[TASK BRIEF]
Only the lines from the one containing "of the sneaker" through the last line of the material should be returned, each exactly as it stands.

[DATA EXCERPTS]

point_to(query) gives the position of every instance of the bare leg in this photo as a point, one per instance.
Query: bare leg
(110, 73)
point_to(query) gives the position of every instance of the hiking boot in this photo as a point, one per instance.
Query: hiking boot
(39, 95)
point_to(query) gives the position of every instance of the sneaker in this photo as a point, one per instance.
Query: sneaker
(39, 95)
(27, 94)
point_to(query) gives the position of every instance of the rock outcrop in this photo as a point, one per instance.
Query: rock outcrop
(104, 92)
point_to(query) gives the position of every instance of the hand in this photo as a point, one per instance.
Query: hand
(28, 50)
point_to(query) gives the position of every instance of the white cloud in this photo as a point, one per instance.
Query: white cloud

[OUTPUT BELOW]
point_to(query) gives the position of every instance of the sneaker in this photo as a point, one per instance.
Query: sneaker
(39, 95)
(27, 94)
point_to(query) gives the position of every instance of the rock outcrop in this photo as a point, one per instance.
Query: rock outcrop
(104, 92)
point_to(query) gives the position of every instance of the hand in this photo as a point, one per instance.
Query: hand
(28, 50)
point_to(query) gives the position of every instance of the white cloud in this photo as a point, one per instance.
Query: white cloud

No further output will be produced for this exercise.